— Brief —
Without altering a single character, set down all of the data below.

— Data to process —
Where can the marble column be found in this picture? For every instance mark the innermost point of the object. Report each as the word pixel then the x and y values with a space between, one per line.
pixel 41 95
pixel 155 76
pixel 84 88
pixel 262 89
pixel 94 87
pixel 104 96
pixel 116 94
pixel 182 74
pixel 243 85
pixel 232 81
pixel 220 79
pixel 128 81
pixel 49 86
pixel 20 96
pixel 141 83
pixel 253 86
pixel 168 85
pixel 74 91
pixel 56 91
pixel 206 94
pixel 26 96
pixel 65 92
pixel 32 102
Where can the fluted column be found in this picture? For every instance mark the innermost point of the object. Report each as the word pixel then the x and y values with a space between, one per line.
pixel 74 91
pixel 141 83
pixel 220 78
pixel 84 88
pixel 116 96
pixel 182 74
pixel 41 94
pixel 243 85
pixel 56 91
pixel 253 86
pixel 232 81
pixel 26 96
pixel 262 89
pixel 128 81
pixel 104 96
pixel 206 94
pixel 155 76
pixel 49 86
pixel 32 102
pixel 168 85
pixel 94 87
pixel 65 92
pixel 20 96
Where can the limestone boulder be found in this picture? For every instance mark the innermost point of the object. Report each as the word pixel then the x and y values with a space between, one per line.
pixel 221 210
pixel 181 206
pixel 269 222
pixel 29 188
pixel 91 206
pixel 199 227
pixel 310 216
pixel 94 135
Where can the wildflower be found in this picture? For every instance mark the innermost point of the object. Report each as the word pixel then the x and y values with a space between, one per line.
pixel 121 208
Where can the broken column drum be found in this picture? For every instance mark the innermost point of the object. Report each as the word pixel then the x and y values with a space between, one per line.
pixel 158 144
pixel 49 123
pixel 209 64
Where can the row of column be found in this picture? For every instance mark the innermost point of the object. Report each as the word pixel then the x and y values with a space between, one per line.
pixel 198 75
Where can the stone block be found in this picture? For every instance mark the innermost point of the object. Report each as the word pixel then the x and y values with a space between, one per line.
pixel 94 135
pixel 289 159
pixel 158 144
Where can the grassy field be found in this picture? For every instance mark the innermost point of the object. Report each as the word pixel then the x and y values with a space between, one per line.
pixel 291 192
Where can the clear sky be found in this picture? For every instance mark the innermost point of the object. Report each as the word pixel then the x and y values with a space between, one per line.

— Solution for this problem —
Where can the marble column be found in this picture? For every instance mark the innermost point of the object. Report each as the word pixel then the x and y values with a space between, one per line.
pixel 41 95
pixel 155 76
pixel 84 88
pixel 262 89
pixel 94 87
pixel 104 96
pixel 116 94
pixel 182 74
pixel 243 85
pixel 232 81
pixel 220 79
pixel 128 81
pixel 49 86
pixel 20 96
pixel 141 83
pixel 253 86
pixel 168 85
pixel 74 91
pixel 56 91
pixel 206 94
pixel 26 96
pixel 65 92
pixel 32 102
Where can the fluted column be found in this picture? For every instance mark the innermost point of the object. Report each as the word pixel then the x and y values with a space between, one per line.
pixel 74 91
pixel 141 83
pixel 220 78
pixel 84 88
pixel 116 96
pixel 182 74
pixel 41 94
pixel 243 85
pixel 56 91
pixel 253 86
pixel 232 81
pixel 26 96
pixel 262 89
pixel 128 81
pixel 104 96
pixel 206 94
pixel 155 76
pixel 49 86
pixel 32 102
pixel 168 85
pixel 94 87
pixel 65 92
pixel 20 96
Where can the limestone boulder be found in this picture? For every instance mark the innermost point of the object. Report each as the word pixel then the x and y values with a space between, one per line.
pixel 221 210
pixel 181 206
pixel 269 222
pixel 29 188
pixel 91 206
pixel 199 227
pixel 310 216
pixel 94 135
Where can the wildflower be found in this picture? For every instance mark the innermost point of the object. Report each as the word pixel then the x and y values with a space between, one per line.
pixel 121 208
Where can the broken column drum be found in this picture? For every instance mark the innermost point of the object. Report each as the word pixel then the x and y values with a space between, one per line.
pixel 158 144
pixel 49 123
pixel 209 64
Where can the row of column be found in this picture? For every instance mark the innermost point of the object. Report each as the word pixel then the x and y values with a space between, one per line.
pixel 198 75
Where can the stone block be found in this picture? For every instance mark the innermost point of the object. Report each as the word pixel then the x and y values with a space between, one per line.
pixel 94 135
pixel 289 159
pixel 158 144
Where can the grassy field be found in this picture? For every instance mark the innermost point of the object. Report each as the word pixel then the x and y values with a space between, one per line.
pixel 291 192
Where can the clear sky be found in this picture? For every instance mark the innermost point of the object. Report each as the word pixel then the x and y values with a space between, one per line.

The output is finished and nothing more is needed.